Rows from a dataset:
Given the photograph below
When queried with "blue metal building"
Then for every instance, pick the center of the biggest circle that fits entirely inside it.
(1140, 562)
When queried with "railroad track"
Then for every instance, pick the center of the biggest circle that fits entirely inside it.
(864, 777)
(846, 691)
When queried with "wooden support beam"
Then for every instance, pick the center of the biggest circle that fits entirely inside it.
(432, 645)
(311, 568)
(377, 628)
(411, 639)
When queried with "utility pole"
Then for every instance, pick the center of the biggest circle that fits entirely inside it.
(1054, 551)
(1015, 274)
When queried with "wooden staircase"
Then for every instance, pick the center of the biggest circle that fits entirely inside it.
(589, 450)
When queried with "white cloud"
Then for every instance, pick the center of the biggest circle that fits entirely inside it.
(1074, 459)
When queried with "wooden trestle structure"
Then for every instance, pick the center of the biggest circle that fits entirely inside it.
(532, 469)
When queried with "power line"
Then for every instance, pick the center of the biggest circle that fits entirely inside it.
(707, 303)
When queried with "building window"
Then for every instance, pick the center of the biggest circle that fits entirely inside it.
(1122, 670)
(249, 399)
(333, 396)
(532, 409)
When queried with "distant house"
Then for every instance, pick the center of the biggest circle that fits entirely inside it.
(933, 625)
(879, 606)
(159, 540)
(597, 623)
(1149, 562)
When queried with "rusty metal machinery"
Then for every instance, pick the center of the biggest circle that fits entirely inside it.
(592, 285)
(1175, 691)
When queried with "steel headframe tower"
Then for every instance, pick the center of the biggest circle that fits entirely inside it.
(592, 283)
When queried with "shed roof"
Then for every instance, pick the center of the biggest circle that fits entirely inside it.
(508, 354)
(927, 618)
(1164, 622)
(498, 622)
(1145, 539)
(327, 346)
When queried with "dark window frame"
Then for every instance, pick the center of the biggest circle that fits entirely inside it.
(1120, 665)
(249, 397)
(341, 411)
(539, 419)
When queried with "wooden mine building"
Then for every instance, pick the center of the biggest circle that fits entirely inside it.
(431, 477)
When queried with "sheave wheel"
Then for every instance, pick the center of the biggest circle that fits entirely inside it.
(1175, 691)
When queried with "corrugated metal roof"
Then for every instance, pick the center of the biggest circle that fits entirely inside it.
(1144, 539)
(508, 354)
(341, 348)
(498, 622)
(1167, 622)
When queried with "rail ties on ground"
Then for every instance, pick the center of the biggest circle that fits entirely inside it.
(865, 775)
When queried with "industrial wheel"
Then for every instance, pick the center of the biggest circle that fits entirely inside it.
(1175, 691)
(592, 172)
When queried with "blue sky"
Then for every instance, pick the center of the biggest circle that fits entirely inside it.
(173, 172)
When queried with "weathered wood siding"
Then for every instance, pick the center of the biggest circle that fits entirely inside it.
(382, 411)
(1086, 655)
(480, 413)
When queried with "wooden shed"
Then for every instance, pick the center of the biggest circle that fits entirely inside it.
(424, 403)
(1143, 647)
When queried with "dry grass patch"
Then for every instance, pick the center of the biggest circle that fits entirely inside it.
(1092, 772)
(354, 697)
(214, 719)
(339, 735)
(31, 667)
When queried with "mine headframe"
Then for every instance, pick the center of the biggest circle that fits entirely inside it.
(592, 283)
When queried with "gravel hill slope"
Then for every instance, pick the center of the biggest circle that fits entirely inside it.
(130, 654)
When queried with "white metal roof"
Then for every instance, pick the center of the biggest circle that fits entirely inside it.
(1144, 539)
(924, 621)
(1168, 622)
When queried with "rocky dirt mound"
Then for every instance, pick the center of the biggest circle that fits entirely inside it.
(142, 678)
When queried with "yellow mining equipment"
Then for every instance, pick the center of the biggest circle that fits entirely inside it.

Instruction. Format the data from its first line up to and including the line containing "(1140, 562)" as a numbered list, leaving out any blank lines.

Solution to the problem.
1. Given the photograph below
2. When queried with "blue metal building"
3. Then for every instance, pick the center of the biggest circle that fits entirely inside it.
4. (1140, 562)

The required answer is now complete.